# Description of the task:
Return, character for character, the lines from the one bearing "Your task: look at the preceding image and identify the tree." through the end of the material. Omit everything before that line.

═══ Provided data

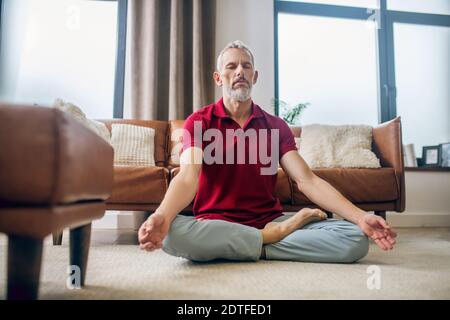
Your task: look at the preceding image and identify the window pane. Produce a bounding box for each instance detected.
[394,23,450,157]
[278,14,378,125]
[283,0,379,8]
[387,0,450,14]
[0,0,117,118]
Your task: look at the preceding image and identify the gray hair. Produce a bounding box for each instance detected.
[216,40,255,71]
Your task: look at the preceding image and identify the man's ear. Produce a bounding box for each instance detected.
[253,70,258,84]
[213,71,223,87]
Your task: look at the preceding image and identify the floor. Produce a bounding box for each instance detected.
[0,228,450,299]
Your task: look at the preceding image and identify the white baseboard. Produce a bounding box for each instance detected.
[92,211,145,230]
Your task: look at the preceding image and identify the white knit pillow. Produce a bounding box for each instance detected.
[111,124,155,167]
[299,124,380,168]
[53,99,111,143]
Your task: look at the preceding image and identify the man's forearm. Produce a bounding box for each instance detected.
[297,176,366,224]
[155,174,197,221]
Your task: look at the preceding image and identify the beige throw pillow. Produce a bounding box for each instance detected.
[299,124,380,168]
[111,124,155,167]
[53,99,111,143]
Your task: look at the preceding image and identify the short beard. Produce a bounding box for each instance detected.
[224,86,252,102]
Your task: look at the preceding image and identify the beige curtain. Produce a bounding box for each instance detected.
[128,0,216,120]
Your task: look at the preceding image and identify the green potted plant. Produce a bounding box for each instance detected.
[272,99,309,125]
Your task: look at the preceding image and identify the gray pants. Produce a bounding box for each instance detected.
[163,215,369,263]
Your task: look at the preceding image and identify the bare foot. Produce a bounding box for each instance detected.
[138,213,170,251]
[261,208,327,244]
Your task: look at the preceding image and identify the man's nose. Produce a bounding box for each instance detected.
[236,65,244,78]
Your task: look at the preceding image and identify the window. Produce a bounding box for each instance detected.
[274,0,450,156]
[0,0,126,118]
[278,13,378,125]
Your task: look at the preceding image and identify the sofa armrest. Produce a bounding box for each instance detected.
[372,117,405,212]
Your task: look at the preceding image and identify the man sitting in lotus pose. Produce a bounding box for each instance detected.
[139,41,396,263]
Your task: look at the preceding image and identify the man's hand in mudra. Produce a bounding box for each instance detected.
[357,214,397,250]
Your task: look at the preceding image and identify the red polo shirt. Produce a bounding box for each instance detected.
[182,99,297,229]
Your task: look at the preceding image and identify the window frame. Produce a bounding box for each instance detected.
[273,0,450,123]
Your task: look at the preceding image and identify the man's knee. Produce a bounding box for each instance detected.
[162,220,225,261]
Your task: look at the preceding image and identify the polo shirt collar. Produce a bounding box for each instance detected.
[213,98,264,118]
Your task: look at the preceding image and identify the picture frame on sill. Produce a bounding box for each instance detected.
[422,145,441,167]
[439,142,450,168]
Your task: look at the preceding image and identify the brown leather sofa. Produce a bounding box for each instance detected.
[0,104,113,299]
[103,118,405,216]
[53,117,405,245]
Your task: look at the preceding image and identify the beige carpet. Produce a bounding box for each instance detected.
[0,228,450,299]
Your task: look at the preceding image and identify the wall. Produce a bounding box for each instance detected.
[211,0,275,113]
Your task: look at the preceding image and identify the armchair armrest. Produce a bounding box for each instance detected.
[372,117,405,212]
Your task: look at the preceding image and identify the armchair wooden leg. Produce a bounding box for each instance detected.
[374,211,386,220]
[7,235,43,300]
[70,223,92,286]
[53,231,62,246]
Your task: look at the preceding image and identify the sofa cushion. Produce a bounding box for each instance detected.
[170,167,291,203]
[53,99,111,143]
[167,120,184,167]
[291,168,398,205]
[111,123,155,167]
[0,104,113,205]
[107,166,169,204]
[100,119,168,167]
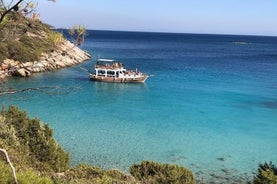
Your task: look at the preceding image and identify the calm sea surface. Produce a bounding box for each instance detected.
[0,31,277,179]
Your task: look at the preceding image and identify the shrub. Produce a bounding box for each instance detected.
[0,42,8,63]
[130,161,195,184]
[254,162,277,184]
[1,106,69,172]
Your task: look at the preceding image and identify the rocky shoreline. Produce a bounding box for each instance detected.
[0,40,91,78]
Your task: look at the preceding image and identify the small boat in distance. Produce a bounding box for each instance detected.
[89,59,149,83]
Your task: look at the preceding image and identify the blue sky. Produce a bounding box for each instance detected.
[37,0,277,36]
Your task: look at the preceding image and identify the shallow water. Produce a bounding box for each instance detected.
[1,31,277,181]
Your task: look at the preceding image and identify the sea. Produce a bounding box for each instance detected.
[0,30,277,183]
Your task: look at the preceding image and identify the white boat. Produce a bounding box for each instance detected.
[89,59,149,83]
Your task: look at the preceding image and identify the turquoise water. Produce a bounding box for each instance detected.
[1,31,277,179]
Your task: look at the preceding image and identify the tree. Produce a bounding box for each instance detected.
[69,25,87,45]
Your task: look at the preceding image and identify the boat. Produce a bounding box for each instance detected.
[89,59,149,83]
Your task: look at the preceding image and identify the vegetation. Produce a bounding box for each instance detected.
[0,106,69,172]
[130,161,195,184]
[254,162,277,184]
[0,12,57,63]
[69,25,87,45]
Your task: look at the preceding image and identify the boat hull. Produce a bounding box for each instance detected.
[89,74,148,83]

══════

# Written answer:
Your task: look at the preceding image and identify the tree. Produce a bounding box for each instance detected.
[69,25,87,45]
Your task: look at the preceding image and identify the boat. Produce a bounding box for each instance detected.
[89,59,149,83]
Your task: look at the preceding image and identify the vegetation. Produce a bounding box for each instance detected.
[0,106,69,172]
[130,161,195,184]
[254,162,277,184]
[0,12,57,63]
[69,25,87,45]
Your task: look at the preceding image and identify the boat hull. Produce a bounding box for each instance detected.
[89,74,148,83]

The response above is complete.